**Extract to read**
-*-*-

China's Battle to Police the Web
What_the_deuce writes "For the first time in years, internet browsers are able to visit the BBC's website. In turn, the BBC turns a lens on the Chinese web-browsing experience, exploring one of the government's strongest methods of controlling the communication and information accessible to the public. 'China does not block content or web pages in this way. Instead the technology deployed by the Chinese government, called Golden Shield, scans data flowing across its section of the net for banned words or web addresses. There are five gateways which connect China to the internet and the filtering happens as data is passed through those ports. When the filtering system spots a banned term it sends instructions to the source server and destination PC to stop the flow of data.'"
I'm pretty impressed that they have the ability to scan the data in the first place. That must not be cheap, or easy.
However, if it is only scanning for keywords why aren't people bypassing it with encrypted websites, Freenet, etc?
I think if we were talking to some average Chinese students on the street we would get the real 411 on just how effective this "Golden Shield" really is.
That article looks awfully familiar to the one that floated to on Digg few days ago, see http://www.theatlantic.com/doc/200803/chinese-firewall @ http://digg.com/tech_news/Why_Internet_Censorship_in_China_is_So_Incredibly_Effective
But of course, that's nothing compared to the terrible censorship we endure in America!!
(I'm just tired of people complaining about this place becoming a police state)

-*-*-

Saved entries:
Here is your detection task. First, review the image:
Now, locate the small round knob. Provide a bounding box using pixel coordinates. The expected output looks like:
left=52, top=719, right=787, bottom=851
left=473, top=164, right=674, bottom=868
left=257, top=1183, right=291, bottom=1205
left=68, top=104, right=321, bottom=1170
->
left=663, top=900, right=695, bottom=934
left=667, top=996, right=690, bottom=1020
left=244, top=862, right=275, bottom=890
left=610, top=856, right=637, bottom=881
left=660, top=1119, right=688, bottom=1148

-*-*-

**What to work on**
From the China web-policing page above, reproduce word for word the part starting with "However, if it" and going on through "endure in America!!".

**Solution for this task**
However, if it is only scanning for keywords why aren't people bypassing it with encrypted websites, Freenet, etc?
I think if we were talking to some average Chinese students on the street we would get the real 411 on just how effective this "Golden Shield" really is.
That article looks awfully familiar to the one that floated to on Digg few days ago, see http://www.theatlantic.com/doc/200803/chinese-firewall @ http://digg.com/tech_news/Why_Internet_Censorship_in_China_is_So_Incredibly_Effective
But of course, that's nothing compared to the terrible censorship we endure in America!!